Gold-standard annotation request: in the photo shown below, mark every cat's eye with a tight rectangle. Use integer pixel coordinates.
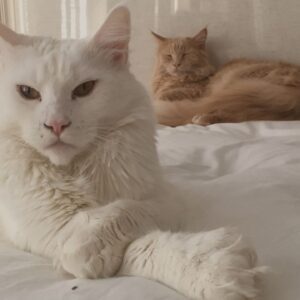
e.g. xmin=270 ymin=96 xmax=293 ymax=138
xmin=17 ymin=84 xmax=41 ymax=100
xmin=72 ymin=80 xmax=97 ymax=99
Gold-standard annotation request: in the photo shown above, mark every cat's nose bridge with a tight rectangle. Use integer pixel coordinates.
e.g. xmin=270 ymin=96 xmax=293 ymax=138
xmin=44 ymin=119 xmax=71 ymax=137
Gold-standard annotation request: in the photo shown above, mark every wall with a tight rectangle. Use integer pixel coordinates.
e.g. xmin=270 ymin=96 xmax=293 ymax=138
xmin=0 ymin=0 xmax=300 ymax=91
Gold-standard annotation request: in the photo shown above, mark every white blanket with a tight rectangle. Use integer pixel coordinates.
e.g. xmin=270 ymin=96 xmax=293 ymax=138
xmin=0 ymin=122 xmax=300 ymax=300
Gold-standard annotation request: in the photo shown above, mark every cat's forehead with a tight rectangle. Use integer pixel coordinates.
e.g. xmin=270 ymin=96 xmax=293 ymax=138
xmin=11 ymin=38 xmax=95 ymax=84
xmin=165 ymin=38 xmax=190 ymax=53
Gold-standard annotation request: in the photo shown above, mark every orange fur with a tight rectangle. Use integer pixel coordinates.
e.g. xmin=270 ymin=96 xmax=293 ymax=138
xmin=153 ymin=29 xmax=300 ymax=126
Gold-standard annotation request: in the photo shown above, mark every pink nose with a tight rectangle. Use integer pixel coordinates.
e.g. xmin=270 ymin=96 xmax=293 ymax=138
xmin=44 ymin=121 xmax=71 ymax=136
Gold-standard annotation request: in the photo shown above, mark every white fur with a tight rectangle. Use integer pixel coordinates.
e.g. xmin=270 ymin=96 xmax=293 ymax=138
xmin=0 ymin=7 xmax=259 ymax=300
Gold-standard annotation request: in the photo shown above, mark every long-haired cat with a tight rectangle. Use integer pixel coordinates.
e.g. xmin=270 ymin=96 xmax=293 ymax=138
xmin=153 ymin=29 xmax=300 ymax=126
xmin=0 ymin=7 xmax=260 ymax=300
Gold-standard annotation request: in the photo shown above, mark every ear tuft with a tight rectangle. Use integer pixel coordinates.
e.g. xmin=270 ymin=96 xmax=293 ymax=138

GIVEN PROBLEM —
Rewrite every entry with "tight rectangle" changed to "close-fitting box" and all other wording left as it is. Omit the picture from your version.

ANSWER —
Gold-standard annotation request: in the photo shown below, mark every cat's eye with a close-fitting box. Use integer pixel coordinates.
e.g. xmin=270 ymin=96 xmax=293 ymax=138
xmin=17 ymin=84 xmax=41 ymax=100
xmin=72 ymin=80 xmax=97 ymax=99
Gold-standard annotation request: in the photo shown above, mark every cat's nose bridge with a close-fitting box. Use integer pixel coordinates.
e.g. xmin=270 ymin=96 xmax=293 ymax=138
xmin=44 ymin=119 xmax=71 ymax=137
Gold-standard annotation request: in the photo shown above, mark every wall with a close-fitting box. Use integer pixel coordinates.
e.g. xmin=270 ymin=96 xmax=293 ymax=138
xmin=0 ymin=0 xmax=300 ymax=91
Gold-standard annotation request: in the photo shown above, mark every white blanket with a close-fitting box. Use integer pixel coordinates.
e.g. xmin=270 ymin=96 xmax=293 ymax=138
xmin=0 ymin=122 xmax=300 ymax=300
Gold-standard annotation request: in the photo shown above, mark every cat's forehead with a close-fitting box. Use integer pixel coordinates.
e.g. xmin=270 ymin=96 xmax=293 ymax=138
xmin=11 ymin=38 xmax=95 ymax=84
xmin=165 ymin=38 xmax=190 ymax=53
Gold-standard annotation request: in the photo shown above, mark every orange fur with a close-fitting box. Use integer pixel coordinates.
e.g. xmin=270 ymin=96 xmax=293 ymax=138
xmin=153 ymin=29 xmax=300 ymax=126
Gold-standard annotation request: in the photo shown above, mark every pink nose with a close-fitting box. Use integer pixel coordinates.
e.g. xmin=270 ymin=96 xmax=293 ymax=138
xmin=44 ymin=121 xmax=71 ymax=136
Gold-standard annotation request: in the photo shown above, mark every white fur with a close-fitting box. Use integer pixel coordinates.
e.g. xmin=270 ymin=96 xmax=293 ymax=138
xmin=0 ymin=7 xmax=259 ymax=300
Gold-standard annotation request: in the photo shown above, mark every long-haired cat with a close-fitting box. Use integer pixel coordinates.
e.g. xmin=270 ymin=96 xmax=293 ymax=138
xmin=153 ymin=29 xmax=300 ymax=126
xmin=0 ymin=7 xmax=260 ymax=300
Gold-standard annotation request: in the photo shown above, mark every ear tuft with a close-fitting box. Use integer pixel coordinates.
e.g. xmin=270 ymin=96 xmax=293 ymax=138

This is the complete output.